● **Stated goal**: Write out the listing below in full and exactly, leaving out every picture.

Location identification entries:
..........

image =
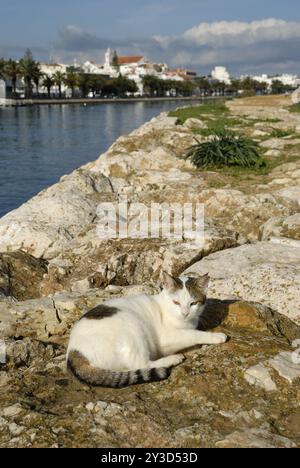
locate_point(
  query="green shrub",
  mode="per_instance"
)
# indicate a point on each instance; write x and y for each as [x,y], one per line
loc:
[295,107]
[226,149]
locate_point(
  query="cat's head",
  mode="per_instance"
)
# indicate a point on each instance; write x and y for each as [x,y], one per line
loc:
[186,295]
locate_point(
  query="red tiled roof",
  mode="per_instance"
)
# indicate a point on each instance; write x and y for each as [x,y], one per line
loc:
[130,59]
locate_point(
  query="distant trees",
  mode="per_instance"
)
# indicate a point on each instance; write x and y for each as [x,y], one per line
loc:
[86,84]
[59,78]
[28,69]
[279,88]
[48,83]
[2,66]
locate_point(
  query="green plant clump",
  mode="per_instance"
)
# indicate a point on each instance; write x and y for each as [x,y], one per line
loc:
[295,108]
[226,149]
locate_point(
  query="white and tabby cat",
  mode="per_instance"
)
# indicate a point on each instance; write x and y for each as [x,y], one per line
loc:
[134,339]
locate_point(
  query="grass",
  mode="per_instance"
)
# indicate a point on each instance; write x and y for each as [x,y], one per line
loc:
[215,108]
[226,149]
[278,133]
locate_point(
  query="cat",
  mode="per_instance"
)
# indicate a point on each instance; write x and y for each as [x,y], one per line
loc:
[135,339]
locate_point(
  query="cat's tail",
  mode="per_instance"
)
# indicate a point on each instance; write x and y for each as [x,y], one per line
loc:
[95,376]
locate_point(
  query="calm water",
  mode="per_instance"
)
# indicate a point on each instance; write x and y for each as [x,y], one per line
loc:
[40,144]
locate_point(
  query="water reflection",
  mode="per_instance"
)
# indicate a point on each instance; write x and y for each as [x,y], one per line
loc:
[40,144]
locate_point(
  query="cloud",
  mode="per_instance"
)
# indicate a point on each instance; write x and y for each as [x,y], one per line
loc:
[270,45]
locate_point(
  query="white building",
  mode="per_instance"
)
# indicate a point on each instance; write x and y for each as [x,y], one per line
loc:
[50,69]
[221,74]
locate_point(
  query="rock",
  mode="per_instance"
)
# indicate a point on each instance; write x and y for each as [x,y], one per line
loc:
[296,96]
[288,227]
[46,223]
[21,275]
[215,400]
[12,411]
[273,153]
[279,143]
[265,272]
[217,397]
[259,133]
[242,213]
[194,124]
[260,376]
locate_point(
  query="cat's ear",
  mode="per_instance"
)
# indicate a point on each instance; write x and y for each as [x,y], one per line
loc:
[201,283]
[169,283]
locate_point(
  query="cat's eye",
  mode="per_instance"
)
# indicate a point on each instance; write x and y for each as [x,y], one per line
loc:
[195,303]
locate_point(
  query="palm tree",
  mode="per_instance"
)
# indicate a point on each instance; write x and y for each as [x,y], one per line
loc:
[84,83]
[59,79]
[12,71]
[2,68]
[48,82]
[28,68]
[71,80]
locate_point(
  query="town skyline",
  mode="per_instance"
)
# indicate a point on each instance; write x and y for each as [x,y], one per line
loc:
[251,41]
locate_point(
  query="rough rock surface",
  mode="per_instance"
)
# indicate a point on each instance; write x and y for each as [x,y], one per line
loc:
[54,267]
[265,272]
[207,401]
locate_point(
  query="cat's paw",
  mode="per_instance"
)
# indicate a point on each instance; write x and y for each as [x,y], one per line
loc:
[218,338]
[176,359]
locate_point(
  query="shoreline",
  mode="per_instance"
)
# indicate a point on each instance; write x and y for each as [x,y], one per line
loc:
[89,101]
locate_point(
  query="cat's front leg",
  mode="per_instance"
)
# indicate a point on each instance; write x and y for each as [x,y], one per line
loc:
[182,339]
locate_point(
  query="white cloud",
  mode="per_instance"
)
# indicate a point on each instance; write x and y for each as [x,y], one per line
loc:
[249,33]
[270,44]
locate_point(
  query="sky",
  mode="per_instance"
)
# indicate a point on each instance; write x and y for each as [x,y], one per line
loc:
[246,36]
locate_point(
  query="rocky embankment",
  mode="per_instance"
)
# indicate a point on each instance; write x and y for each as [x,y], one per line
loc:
[54,267]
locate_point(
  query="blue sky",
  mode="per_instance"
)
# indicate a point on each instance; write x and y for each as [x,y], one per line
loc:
[193,33]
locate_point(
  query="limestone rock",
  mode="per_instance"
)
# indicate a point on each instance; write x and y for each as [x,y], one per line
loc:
[255,438]
[194,124]
[259,375]
[265,272]
[48,221]
[43,406]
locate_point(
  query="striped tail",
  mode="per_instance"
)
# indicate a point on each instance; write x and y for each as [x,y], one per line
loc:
[91,375]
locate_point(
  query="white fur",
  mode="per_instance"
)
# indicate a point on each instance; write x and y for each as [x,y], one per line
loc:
[145,333]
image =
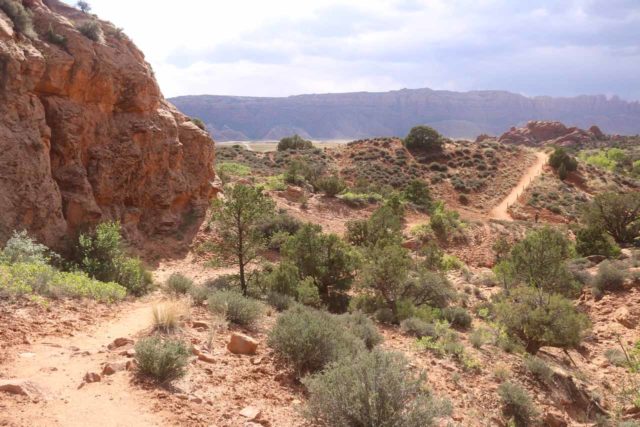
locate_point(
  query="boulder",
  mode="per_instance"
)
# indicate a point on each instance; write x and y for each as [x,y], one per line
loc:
[242,344]
[21,387]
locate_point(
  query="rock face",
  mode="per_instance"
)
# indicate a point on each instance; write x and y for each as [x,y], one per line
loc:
[86,135]
[542,132]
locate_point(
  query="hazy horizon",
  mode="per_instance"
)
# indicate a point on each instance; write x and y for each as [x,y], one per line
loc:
[283,47]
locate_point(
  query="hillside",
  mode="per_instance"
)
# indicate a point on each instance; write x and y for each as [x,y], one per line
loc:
[364,115]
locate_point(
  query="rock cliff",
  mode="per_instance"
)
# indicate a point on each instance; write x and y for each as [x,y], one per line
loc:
[86,135]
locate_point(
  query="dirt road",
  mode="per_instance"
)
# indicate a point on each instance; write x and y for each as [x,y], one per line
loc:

..........

● **Response to this task**:
image =
locate_point(
  query="green shrub",
  mode="per_instance"
)
# indicate a point on each instance; write x and y for each as [x,y], one per line
loc:
[295,107]
[226,149]
locate_point(
  query="cat's head",
  mode="per_instance"
)
# indicate a point on each instance; write x and y for each as [x,y], one per line
loc:
[186,295]
locate_point(
  query="red tiled roof",
  mode="per_instance"
)
# indicate a point on each instance; write x and y for each as [x,y], one per line
loc:
[130,59]
locate_point(
  query="distant trees",
  mode="per_instance"
)
# indicate a point on each instance; write x and y for each as [x,y], one per line
loc:
[86,84]
[59,78]
[28,69]
[279,88]
[48,83]
[2,66]
locate_point(
  query="green plant clump",
  mode="per_instance"
)
# indicate a point on each instance; write x and y for each as [x,y], one per line
loc:
[295,108]
[226,149]
locate_point(
  query="white and tabby cat",
  mode="per_instance"
)
# indicate a point on each instance; write x and y for each as [x,y], one per line
loc:
[134,339]
locate_point(
  query="grass",
  mode="per_instance"
)
# indicate a point on each instance; write x and y for each as [x,y], one per line
loc:
[215,108]
[226,149]
[278,133]
locate_point(
  query="cat",
  mode="per_instance"
)
# indicate a point on each instance; write x and y for each as [x,y], one per line
loc:
[135,339]
locate_point(
  query="cat's tail",
  mode="per_instance"
)
# indicate a point on each instance; write x and y for each as [x,y], one per line
loc:
[95,376]
locate_point(
  query="calm water",
  mode="per_instance"
)
# indicate a point on each instance; write x and y for each as [x,y], one per line
loc:
[40,144]
locate_point(
  query="water reflection",
  mode="per_instance"
)
# indicate a point on each instance; write x and y for each as [x,y], one per line
loc:
[40,144]
locate_point(
  query="cloud",
  mode="per_instance"
)
# indicate a point on each instance; write x and y for each as [x,y], one per line
loc:
[270,45]
locate_point(
  query="white building",
  mode="per_instance"
)
# indicate a point on each instance; write x and y for each as [x,y], one per line
loc:
[50,69]
[221,74]
locate_point(
  query="rock",
  mode="per_instance"
)
# indicate a point on each instance; write x and y for each as [x,y], one per line
loc:
[296,96]
[288,227]
[46,223]
[21,275]
[215,400]
[12,411]
[273,153]
[279,143]
[265,272]
[217,397]
[259,133]
[242,213]
[194,124]
[260,376]
locate_point(
  query="cat's ear",
  mode="per_instance"
)
# indicate a point on each instance; write x and y for each as [x,y], one per line
loc:
[201,283]
[169,283]
locate_point(
  query="cat's eye",
  mode="per_instance"
)
# indicate a point on each instance; write x and y for each as [x,y], one per line
loc:
[195,303]
locate_point(
  query="palm tree",
  mode="per_instance"
)
# indicate a point on each instance; write x and y for each as [x,y], one per line
loc:
[84,83]
[59,79]
[12,71]
[2,68]
[48,82]
[28,68]
[71,80]
locate_point(
  query="town skyline",
  mode="per_instance"
)
# indicate a point on each instance; write x and y for each as [x,y], one per line
loc:
[251,41]
locate_point(
  query="rough rock surface",
  mode="per_instance"
)
# indicate a point on each instance; write x and y for each as [x,y], one per line
loc:
[54,267]
[265,272]
[207,401]
locate_point(
  query="cat's paw",
  mode="per_instance"
)
# indicate a point on each instance; write x and y for each as [x,y], one per line
loc:
[218,338]
[176,359]
locate_point(
  query="shoreline",
  mode="per_instance"
)
# indicate a point on each instance; write x and y for each as [x,y], one per line
loc:
[89,101]
locate_point(
  query="cat's front leg",
  mode="per_instance"
)
# indicate a point on each instance; write x and y for each as [x,y], one per line
loc:
[182,339]
locate_point(
  query="white cloud",
  mode="per_instance"
)
# indicate a point on each instance; write x and y for each as [x,y], one per line
loc:
[249,33]
[270,44]
locate_point(
  query="sky",
  mode="per_instance"
)
# indicate a point on each instance; write x and y for each as [x,y], one per line
loc:
[246,36]
locate_point(
  query="rocky embankment",
  mode="per_instance"
)
# indicate a point on each instance; write x and y for each as [x,y], one per line
loc:
[54,267]
locate_point(
  query="blue sky",
  mode="per_instance"
)
# indicate a point on each instance; write x and y for each as [x,y], one per line
loc:
[193,33]
locate_point(
  query="limestone rock",
  mode="per_instance"
)
# indicate a point on each instance; write x and y for each as [x,y], one per line
loc:
[255,438]
[194,124]
[259,375]
[265,272]
[48,221]
[43,406]
locate_point(
  query="striped tail",
  mode="per_instance"
)
# indicate a point on each instance; write x and y for each as [x,y], one per line
loc:
[91,375]
locate_point(
  query="white fur",
  mode="per_instance"
)
# indicate a point on each instance; write x and y for each as [x,y], one per line
loc:
[145,333]
image =
locate_point(
  query="boulder",
  mode="per_instance"
)
# indicate a point on each instance; write x and y for each as [x,y], one per line
loc:
[242,344]
[21,387]
locate_point(
  query="rock face",
  mode="per_instance"
)
# indicate a point on each instance; write x and y for each as [x,y], one per line
loc:
[86,135]
[542,132]
locate_point(
  query="hazy horizon",
  mode="per_instance"
)
# indicate a point on each instance; write x and y for each as [x,y], one per line
loc:
[283,47]
locate_point(
  query="hillside",
  mode="per_instance"
)
# indicate a point on each instance; write x and y for each as [x,y], one per line
loc:
[364,115]
locate_point(
  query="rock cliff",
  mode="per_instance"
)
# indicate a point on each instance; write x and y for each as [x,y], one per line
loc:
[86,135]
locate_point(
  query="dirt road",
  mode="per_instance"
)
# indicate a point on each instance; write x and y for each as [x,y], one per line
loc:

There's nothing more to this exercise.